# Reading text
┌──

Indeed, my therapist wanted me to take two pain pills, every four hours. I've never taken that much hydrocodone in my life, but he said it rather sternly. Cliff was here and heard him, so I even have a witness.
My doctor, however, doesn't want me to do that. She wants me to take the pills "as needed". Whenever I feel I need them, in other words. Well, I like that plan better anyhow!
When the therapist came today, I didn't tell him about my conversation with the doctor. What he doesn't know won't hurt him.
Oh, here's a most wonderful thing: I've been doing three sets of all my exercises; today I found out there's only one of them that I have to repeat three times, on the five sessions per day I do my therapy. I'm ecstatic! Therapy just became easy.
The guy said I'm ahead of 90% of people who are doing this therapy after knee surgery, but that doesn't surprise me. One must remember that lots of people having knee surgery are considerably older than I am.
We had tornado warnings today in our little town and all surrounding areas. I take warnings more seriously than I used to, in light of the events at Joplin. So we had just started eating our dinner... mashed potatoes, gravy, roast, and green beans... when the sky got dark and the town sirens started sounding.
"Cliff," I said, "I want to go somewhere safe."

└──

# Recorded information

┌──

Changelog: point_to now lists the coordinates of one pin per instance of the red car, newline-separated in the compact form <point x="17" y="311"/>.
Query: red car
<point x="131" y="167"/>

└──

# Exercise requirements
1. In the knee-surgery post, how many therapy sessions does the writer do each day?
2. Say whether each statement agrees with the knee-surgery post, answering yes or no and quoting the words from the post that settle it. (a) The doctor wants the writer to take the pills only when the writer feels they are needed. (b) The writer told the therapist about the conversation with the doctor. (c) Green beans were part of the dinner that was interrupted.
3. Carry on the knee-surgery post from its last sentence.
The lines given after the knee-surgery post are separate material and have nothing to do with it.

# Task-by-task answers
1. Five sessions per day.

2.
(a) Yes: "Whenever I feel I need them, in other words."
(b) No: "I didn't tell him about my conversation with the doctor."
(c) Yes: "mashed potatoes, gravy, roast, and green beans"

3.
We live in a trailer house, remember.
Cliff started cramming roast in his mouth faster than the speed of light, murmured a curse word or two, and we headed for the car. We only went next door to the basement of our old house, but it was pouring down rain, so we got soaked anyhow... car or no car.
Iris has disappeared. I failed to get her inside before all the noise of the storm, and she probably ran fifty miles away trying to escape. I love her, but I've lost enough dogs in the last few years that I'm starting to get numb to loss. I hope she comes back. If she doesn't, though, I'll get a dog, maybe a puppy, that doesn't shed. I know, that seems cold-hearted, but it's my state of mind these days.
I've done everything I know to keep the silly dog safe; my conscience is clear. I'm used to losing a dog about every eighteen months or so. Bring on the loss.